**TASK OBJECTIVE:** Please quote every line word for word.

**TASK INPUT:**
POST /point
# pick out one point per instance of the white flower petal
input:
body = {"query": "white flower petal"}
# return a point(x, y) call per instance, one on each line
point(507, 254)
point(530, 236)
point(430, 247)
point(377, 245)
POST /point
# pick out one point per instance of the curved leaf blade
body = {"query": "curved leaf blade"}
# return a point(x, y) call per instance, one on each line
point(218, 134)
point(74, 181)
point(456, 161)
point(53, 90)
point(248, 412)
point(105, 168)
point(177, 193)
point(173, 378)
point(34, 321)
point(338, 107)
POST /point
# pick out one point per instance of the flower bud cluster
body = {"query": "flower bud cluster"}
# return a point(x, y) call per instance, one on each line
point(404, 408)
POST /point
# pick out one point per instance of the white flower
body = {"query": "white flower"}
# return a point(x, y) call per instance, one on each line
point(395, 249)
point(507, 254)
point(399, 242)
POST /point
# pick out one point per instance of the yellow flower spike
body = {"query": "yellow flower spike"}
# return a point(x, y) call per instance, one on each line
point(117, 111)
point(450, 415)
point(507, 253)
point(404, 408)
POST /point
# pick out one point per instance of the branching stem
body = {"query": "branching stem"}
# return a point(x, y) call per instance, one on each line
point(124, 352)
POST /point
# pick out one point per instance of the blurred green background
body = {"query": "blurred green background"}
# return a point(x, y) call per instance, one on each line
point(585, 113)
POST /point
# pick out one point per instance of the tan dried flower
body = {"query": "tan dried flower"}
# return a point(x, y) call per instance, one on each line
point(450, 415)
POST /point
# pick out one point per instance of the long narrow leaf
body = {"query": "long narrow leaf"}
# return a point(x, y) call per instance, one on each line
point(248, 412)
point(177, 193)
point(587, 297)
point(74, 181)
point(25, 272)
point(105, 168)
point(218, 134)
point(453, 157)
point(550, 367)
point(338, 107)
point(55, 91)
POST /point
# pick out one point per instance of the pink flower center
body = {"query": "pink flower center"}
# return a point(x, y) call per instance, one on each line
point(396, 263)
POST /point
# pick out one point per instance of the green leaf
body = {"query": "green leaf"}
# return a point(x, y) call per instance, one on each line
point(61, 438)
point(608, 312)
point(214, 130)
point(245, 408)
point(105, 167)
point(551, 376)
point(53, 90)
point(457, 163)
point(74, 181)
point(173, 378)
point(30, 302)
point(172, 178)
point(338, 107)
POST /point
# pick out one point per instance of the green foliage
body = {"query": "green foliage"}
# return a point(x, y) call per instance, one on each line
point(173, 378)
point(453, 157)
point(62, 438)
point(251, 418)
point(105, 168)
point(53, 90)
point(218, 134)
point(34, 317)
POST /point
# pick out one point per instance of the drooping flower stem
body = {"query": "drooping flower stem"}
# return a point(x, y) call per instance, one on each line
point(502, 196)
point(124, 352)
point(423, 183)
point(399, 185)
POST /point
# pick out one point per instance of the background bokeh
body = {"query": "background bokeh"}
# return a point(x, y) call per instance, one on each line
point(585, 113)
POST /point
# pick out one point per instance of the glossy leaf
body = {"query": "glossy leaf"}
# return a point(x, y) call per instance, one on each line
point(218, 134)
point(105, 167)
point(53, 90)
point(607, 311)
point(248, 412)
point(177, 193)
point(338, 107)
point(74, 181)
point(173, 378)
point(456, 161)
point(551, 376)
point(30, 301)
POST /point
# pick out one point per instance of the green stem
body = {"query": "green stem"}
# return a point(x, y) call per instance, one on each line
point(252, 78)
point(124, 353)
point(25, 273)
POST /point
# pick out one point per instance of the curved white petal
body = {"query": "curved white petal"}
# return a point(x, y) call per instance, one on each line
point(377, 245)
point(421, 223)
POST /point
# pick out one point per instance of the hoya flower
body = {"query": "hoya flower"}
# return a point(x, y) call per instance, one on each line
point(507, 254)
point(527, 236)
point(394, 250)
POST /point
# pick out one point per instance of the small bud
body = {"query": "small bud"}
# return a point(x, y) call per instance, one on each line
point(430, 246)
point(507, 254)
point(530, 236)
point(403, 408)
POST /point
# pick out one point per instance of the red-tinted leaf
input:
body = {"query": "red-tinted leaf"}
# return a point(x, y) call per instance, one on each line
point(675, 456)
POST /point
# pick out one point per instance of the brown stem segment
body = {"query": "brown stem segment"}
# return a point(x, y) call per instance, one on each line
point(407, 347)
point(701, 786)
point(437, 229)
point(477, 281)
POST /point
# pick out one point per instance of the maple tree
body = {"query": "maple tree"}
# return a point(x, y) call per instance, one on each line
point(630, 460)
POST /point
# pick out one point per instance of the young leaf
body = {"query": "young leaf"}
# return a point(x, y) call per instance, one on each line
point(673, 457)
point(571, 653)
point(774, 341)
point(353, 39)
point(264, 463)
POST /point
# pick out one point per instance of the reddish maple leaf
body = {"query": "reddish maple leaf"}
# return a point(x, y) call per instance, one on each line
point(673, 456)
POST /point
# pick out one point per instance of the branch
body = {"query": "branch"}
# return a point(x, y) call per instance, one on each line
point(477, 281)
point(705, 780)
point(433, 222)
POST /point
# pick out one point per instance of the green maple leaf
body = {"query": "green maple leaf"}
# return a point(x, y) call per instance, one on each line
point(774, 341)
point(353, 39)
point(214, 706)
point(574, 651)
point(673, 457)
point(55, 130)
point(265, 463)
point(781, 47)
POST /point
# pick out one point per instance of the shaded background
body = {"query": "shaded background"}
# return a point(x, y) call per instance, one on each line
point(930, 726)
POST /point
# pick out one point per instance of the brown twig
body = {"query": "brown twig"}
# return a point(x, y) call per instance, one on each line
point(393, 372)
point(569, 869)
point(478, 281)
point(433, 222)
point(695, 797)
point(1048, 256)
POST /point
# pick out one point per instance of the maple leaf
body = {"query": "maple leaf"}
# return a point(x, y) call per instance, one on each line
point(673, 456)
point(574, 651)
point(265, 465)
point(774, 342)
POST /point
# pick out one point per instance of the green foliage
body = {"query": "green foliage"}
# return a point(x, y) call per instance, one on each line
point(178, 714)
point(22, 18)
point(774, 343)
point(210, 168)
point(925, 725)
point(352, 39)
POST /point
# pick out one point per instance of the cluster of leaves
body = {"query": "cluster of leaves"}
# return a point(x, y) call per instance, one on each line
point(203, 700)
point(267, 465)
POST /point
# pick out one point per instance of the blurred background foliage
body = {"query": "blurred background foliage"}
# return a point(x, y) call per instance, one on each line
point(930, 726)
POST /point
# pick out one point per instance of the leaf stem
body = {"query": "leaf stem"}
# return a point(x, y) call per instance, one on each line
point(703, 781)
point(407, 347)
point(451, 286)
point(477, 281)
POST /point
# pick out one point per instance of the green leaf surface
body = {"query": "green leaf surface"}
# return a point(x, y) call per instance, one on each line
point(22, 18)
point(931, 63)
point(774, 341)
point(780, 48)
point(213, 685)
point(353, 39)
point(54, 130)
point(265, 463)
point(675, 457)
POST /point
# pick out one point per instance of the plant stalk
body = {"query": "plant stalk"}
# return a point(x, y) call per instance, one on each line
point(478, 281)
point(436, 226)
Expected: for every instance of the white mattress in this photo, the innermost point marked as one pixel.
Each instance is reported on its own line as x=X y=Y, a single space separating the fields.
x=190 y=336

**EXERCISE ANSWER:**
POST /point
# pick out one point per instance of the white flower petal
input:
body = {"query": "white flower petal"}
# return a point(x, y) call per instance, one on each line
point(507, 254)
point(530, 236)
point(430, 247)
point(377, 245)
POST /point
# pick out one point per instance of the curved leaf blade
body = {"query": "curved leaf blade"}
# return a point(x, y) call per instance, one on each line
point(218, 134)
point(74, 181)
point(456, 161)
point(53, 90)
point(248, 412)
point(105, 168)
point(177, 193)
point(173, 378)
point(34, 321)
point(338, 107)
POST /point
# pick out one point per instance of the flower bud cluster
body = {"query": "flower bud cluster"}
# return a point(x, y) call per instance, one on each line
point(404, 408)
POST /point
# pick out one point per instance of the white flower
body = {"query": "white flower"}
# return a point(x, y) call per instance, one on each line
point(395, 249)
point(507, 254)
point(399, 242)
POST /point
# pick out one point per instance of the yellow flower spike
body = {"query": "yellow flower spike"}
# return a point(x, y) call per instance, one on each line
point(117, 111)
point(450, 415)
point(507, 253)
point(404, 408)
POST /point
# pick out one point per instance of the branching stem
body = {"query": "branching stem"}
# return a point(x, y) call per instance, one on each line
point(124, 352)
POST /point
# pick out one point per instance of the blurred green background
body = {"query": "blurred green background"}
# return a point(x, y) call per instance, one on each line
point(585, 113)
POST /point
# pick out one point per instance of the tan dried flower
body = {"query": "tan dried flower"}
# return a point(x, y) call per instance, one on each line
point(450, 415)
POST /point
# pick out one point per instance of the long narrow leaf
body = {"query": "long narrow leaf"}
# return a point(x, y) call per instance, one on each line
point(248, 412)
point(177, 193)
point(587, 297)
point(74, 181)
point(25, 272)
point(105, 168)
point(218, 134)
point(453, 157)
point(550, 367)
point(338, 107)
point(55, 91)
POST /point
# pick out one point per instance of the pink flower center
body = {"query": "pink flower center"}
# return a point(x, y) call per instance, one on each line
point(396, 263)
POST /point
# pick out one point per instance of the green leaf
body = {"query": "green leaf"}
# return a point(x, y) call per instance, one on each line
point(61, 438)
point(608, 312)
point(214, 130)
point(245, 408)
point(105, 167)
point(551, 376)
point(53, 90)
point(457, 163)
point(74, 181)
point(173, 378)
point(30, 302)
point(172, 178)
point(338, 107)
POST /point
# pick out one point per instance of the green foliage
body = {"query": "green foliage"}
# return a point(x, y) call per instance, one on each line
point(173, 378)
point(453, 157)
point(62, 438)
point(251, 418)
point(105, 168)
point(53, 90)
point(218, 134)
point(34, 317)
POST /point
# pick out one point per instance of the drooping flower stem
body = {"query": "drooping flower stem"}
# return a point(x, y) call per instance, one on each line
point(502, 196)
point(124, 352)
point(423, 183)
point(399, 185)
POST /point
# pick out one point per instance of the background bokeh
body = {"query": "background bokeh"}
# return a point(x, y) call per instance, one on each line
point(585, 113)
POST /point
# pick out one point per instance of the glossy leaf
body = {"query": "glossy leaf"}
# return a point(x, y) call per instance, one on each line
point(218, 134)
point(105, 167)
point(53, 90)
point(607, 311)
point(248, 412)
point(177, 193)
point(338, 107)
point(74, 181)
point(173, 378)
point(456, 161)
point(551, 376)
point(30, 301)
POST /point
# pick out one point per instance of the green stem
body = {"query": "green stem"}
# return a point(x, y) call per instance, one on each line
point(252, 78)
point(124, 353)
point(25, 273)
POST /point
# pick out one point per instance of the curved white petal
body = {"query": "curved white petal"}
# return a point(x, y) call per instance, one on each line
point(377, 245)
point(421, 223)
POST /point
# pick out one point per instance of the hoya flower
body = {"query": "hoya flower"}
# return a point(x, y) call per instance, one on each line
point(507, 254)
point(527, 236)
point(394, 250)
POST /point
# pick out one point per instance of the small bud
body = {"query": "small bud"}
# return a point(x, y) call per instance, one on each line
point(430, 246)
point(507, 254)
point(530, 236)
point(403, 408)
POST /point
# pick out one point per instance of the red-tinted leaf
input:
body = {"query": "red-tinted leaf"}
# return a point(x, y) call per instance, one on each line
point(675, 456)
POST /point
# pick out one point per instance of the brown stem segment
body = {"query": "brown stem segment"}
# return a point(x, y) call per instance, one on each line
point(407, 347)
point(701, 786)
point(437, 229)
point(477, 281)
POST /point
# pick out one point per instance of the maple tree
body = {"query": "maple tree"}
# return a point(x, y) call per instance, one on each line
point(630, 460)
POST /point
# pick out one point per instance of the young leaf
body = {"query": "young leaf"}
# return a point(x, y) call per instance, one on each line
point(673, 457)
point(571, 653)
point(774, 341)
point(353, 39)
point(264, 463)
POST /point
# pick out one point per instance of the reddish maple leaf
body = {"query": "reddish maple leaf"}
# return a point(x, y) call per instance, one on each line
point(673, 456)
POST /point
# pick out one point per instance of the branch
body = {"query": "branch"}
# return a point(x, y) call per instance, one on each line
point(477, 281)
point(705, 780)
point(433, 222)
POST /point
# pick out one point per instance of the green maple leaf
body = {"query": "green maple leaf"}
# return a point(x, y) call per instance, one on each line
point(774, 341)
point(353, 39)
point(214, 706)
point(574, 651)
point(673, 457)
point(55, 130)
point(265, 463)
point(781, 47)
POST /point
# pick out one point per instance of the shaded background
body = {"query": "shaded background"}
# return a point(x, y) call per instance, one on each line
point(930, 726)
POST /point
# pick out one point per instance of the brown twig
body = {"query": "brown twig"}
# return a point(x, y) call per instance, one on each line
point(393, 372)
point(569, 869)
point(478, 281)
point(433, 222)
point(695, 797)
point(1048, 256)
POST /point
# pick out one point per instance of the maple leaf
body = {"query": "maple leaf"}
# return a point(x, y) call per instance, one on each line
point(673, 456)
point(574, 651)
point(265, 465)
point(774, 342)
POST /point
# pick out one point per instance of the green foliage
body = {"query": "green foliage"}
# return a point(x, y) call per instance, one on each line
point(178, 714)
point(22, 18)
point(774, 343)
point(210, 168)
point(925, 725)
point(352, 39)
POST /point
# pick out one point per instance of the cluster of leaves
body = {"query": "cluster of leaves"}
# return a point(x, y) call per instance, one on each line
point(203, 700)
point(267, 465)
POST /point
# pick out one point per instance of the blurred background foliage
body = {"query": "blurred background foliage"}
# return a point(x, y) call per instance, one on each line
point(930, 726)
POST /point
# pick out one point per instance of the leaf stem
body = {"query": "leaf stem"}
# return a point(x, y) call per instance, one on each line
point(703, 781)
point(407, 347)
point(451, 286)
point(477, 281)
POST /point
# pick out one point per instance of the green leaf surface
body = {"query": "green leaf surface"}
# return a point(x, y) call per instance, one on each line
point(22, 18)
point(931, 63)
point(774, 341)
point(780, 48)
point(213, 685)
point(353, 39)
point(54, 130)
point(265, 463)
point(675, 457)
POST /point
# pick out one point per instance of the plant stalk
body = {"query": "plant stalk"}
# return a point(x, y) call per instance, one on each line
point(478, 281)
point(436, 226)
Expected: for every instance of the white mattress in this photo, the innermost point marked as one pixel.
Each instance is reported on its own line as x=X y=Y, a single space separating the fields.
x=190 y=336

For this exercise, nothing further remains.